Collection entries
## BEGIN

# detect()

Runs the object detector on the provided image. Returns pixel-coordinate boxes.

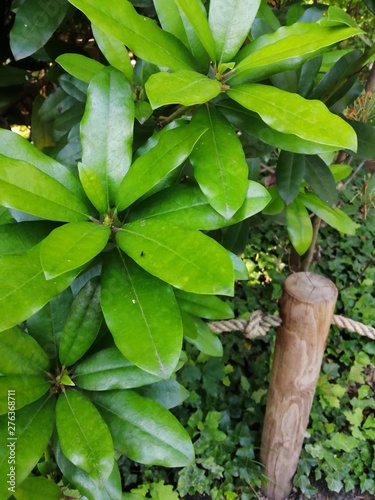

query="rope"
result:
[208,309,375,340]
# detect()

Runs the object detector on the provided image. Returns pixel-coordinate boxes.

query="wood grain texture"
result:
[260,272,337,500]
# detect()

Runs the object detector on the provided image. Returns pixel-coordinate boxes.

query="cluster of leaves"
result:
[120,169,375,499]
[0,0,375,500]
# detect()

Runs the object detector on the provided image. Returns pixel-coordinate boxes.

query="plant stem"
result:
[302,215,322,272]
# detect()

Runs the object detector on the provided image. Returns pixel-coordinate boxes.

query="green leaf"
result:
[26,288,73,362]
[154,0,210,69]
[40,222,111,280]
[228,23,362,85]
[0,155,88,222]
[286,197,313,255]
[90,390,194,467]
[181,311,223,357]
[14,477,61,500]
[209,0,261,62]
[219,99,337,155]
[81,67,134,212]
[0,129,86,203]
[0,373,51,415]
[73,347,160,391]
[59,278,103,366]
[0,245,79,331]
[173,0,216,61]
[128,181,270,231]
[276,151,305,205]
[0,326,49,376]
[56,54,105,83]
[54,439,122,500]
[145,70,221,109]
[174,290,234,320]
[101,249,182,378]
[311,50,362,102]
[137,378,189,410]
[0,394,55,499]
[190,106,248,219]
[117,125,205,211]
[56,390,114,488]
[227,84,357,151]
[305,156,337,205]
[0,221,54,255]
[10,0,69,61]
[116,218,234,295]
[91,25,134,81]
[70,0,200,71]
[299,193,358,235]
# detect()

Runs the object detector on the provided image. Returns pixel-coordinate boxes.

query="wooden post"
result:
[260,272,337,500]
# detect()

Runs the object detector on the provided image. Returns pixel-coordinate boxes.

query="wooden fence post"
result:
[260,272,337,500]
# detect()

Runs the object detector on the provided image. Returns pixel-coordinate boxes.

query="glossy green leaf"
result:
[89,390,194,467]
[91,25,134,81]
[228,84,357,151]
[0,221,54,255]
[56,390,114,488]
[73,347,160,391]
[10,0,69,61]
[81,67,134,210]
[117,125,205,211]
[276,151,305,205]
[40,222,111,280]
[0,326,49,376]
[0,129,85,203]
[190,106,248,219]
[70,0,195,71]
[0,155,88,222]
[146,70,221,109]
[137,378,189,410]
[0,373,51,415]
[54,439,122,500]
[311,50,362,102]
[228,23,362,85]
[220,99,344,155]
[129,181,270,231]
[173,0,216,61]
[0,394,55,499]
[305,156,337,205]
[116,218,234,295]
[299,193,358,235]
[101,252,182,378]
[59,278,103,366]
[286,197,313,255]
[26,288,73,362]
[153,0,210,69]
[182,312,223,356]
[175,290,234,320]
[14,477,61,500]
[209,0,261,62]
[347,120,375,160]
[0,245,78,331]
[363,0,375,14]
[56,54,105,83]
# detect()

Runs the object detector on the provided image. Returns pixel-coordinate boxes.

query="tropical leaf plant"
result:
[0,0,373,499]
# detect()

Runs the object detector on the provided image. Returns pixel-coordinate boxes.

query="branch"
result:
[302,215,322,272]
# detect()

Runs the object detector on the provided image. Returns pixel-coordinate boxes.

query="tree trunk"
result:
[260,272,337,500]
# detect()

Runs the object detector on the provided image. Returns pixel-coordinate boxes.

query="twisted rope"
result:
[208,309,375,340]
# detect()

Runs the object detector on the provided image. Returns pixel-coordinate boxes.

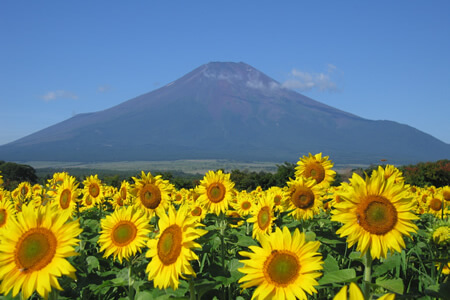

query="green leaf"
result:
[375,278,404,295]
[86,256,100,273]
[372,254,401,277]
[323,254,339,274]
[319,269,356,284]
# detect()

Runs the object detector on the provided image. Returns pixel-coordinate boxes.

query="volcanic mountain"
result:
[0,62,450,164]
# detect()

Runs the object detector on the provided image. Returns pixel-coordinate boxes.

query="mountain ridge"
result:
[0,62,450,163]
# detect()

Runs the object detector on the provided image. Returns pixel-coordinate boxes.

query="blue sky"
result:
[0,0,450,145]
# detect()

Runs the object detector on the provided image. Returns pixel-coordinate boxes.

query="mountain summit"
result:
[0,62,450,164]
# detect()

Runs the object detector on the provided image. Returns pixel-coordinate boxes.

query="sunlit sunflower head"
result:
[378,165,405,183]
[53,176,79,212]
[295,153,336,187]
[263,186,284,212]
[195,170,234,215]
[238,227,323,300]
[98,206,151,263]
[331,171,418,258]
[231,191,255,217]
[283,176,324,220]
[247,195,276,241]
[145,206,206,290]
[427,192,448,219]
[83,174,104,205]
[132,171,173,218]
[0,205,82,299]
[0,200,15,233]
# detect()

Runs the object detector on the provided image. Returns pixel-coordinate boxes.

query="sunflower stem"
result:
[363,250,372,300]
[128,260,134,300]
[189,277,197,300]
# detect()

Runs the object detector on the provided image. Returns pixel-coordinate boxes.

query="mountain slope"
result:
[0,62,450,163]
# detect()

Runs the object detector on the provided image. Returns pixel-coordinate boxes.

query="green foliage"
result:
[0,160,38,190]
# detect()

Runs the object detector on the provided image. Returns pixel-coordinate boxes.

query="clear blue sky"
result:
[0,0,450,145]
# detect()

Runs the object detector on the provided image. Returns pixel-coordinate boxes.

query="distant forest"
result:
[0,159,450,191]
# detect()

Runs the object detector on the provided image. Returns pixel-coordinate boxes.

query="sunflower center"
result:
[0,208,8,227]
[111,221,137,247]
[264,250,300,287]
[157,224,182,266]
[89,183,100,198]
[257,206,272,230]
[430,198,442,211]
[59,189,72,209]
[241,201,252,210]
[207,182,226,203]
[292,186,314,209]
[356,195,397,235]
[140,183,161,209]
[14,228,57,273]
[305,161,325,183]
[191,206,202,217]
[273,195,281,206]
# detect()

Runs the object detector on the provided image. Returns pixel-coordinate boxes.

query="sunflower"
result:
[0,205,82,299]
[0,200,15,233]
[54,176,78,213]
[145,206,206,290]
[195,170,234,215]
[132,171,173,218]
[83,174,104,207]
[333,282,395,300]
[247,196,276,241]
[238,227,323,299]
[98,206,151,263]
[284,176,323,220]
[295,153,336,187]
[231,191,255,217]
[331,171,418,258]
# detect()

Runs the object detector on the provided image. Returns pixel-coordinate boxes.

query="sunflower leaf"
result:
[319,269,356,285]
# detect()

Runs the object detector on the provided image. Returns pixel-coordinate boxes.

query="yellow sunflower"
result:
[132,171,173,218]
[145,206,206,290]
[238,227,323,300]
[331,171,418,258]
[195,170,234,215]
[83,174,104,207]
[247,196,276,241]
[0,200,15,233]
[0,205,82,299]
[98,206,151,263]
[295,153,336,187]
[53,176,79,213]
[283,176,323,220]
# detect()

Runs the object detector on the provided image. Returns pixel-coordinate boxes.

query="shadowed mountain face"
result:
[0,62,450,164]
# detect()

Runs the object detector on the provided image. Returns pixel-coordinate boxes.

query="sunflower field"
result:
[0,153,450,300]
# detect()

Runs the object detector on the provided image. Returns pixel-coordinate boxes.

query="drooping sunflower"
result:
[145,205,206,290]
[295,153,336,187]
[132,171,173,218]
[238,227,323,299]
[98,206,151,263]
[331,171,418,258]
[247,195,276,241]
[0,205,82,299]
[283,176,323,220]
[195,170,234,215]
[83,174,104,207]
[53,176,79,213]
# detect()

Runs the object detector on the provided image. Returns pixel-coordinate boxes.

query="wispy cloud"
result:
[97,84,111,93]
[41,90,78,102]
[282,64,338,92]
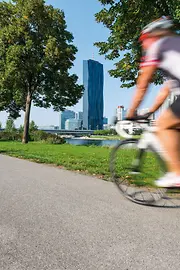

## END

Problem to work on
Please rewrite the items from the start through the line containing "[0,0,375,500]", both ends included, keeping all of their text and shifting every bounding-box coordinate in the results up by 138. Leave the pictures out of your answer.

Final result
# detect()

Runs the object detector on the provided image. Returns pixel-coordinate boxes.


query="rope"
result:
[346,447,513,478]
# detect()

Runs the object detector on the provided image. Returns pixel-coordinate boxes.

query="wood grain texture"
result:
[398,410,475,638]
# detect()

Runs the object detector on the provided image. Returns pixel-coordinate boxes.

query="cluster of leaves"
result:
[258,307,513,637]
[138,138,513,638]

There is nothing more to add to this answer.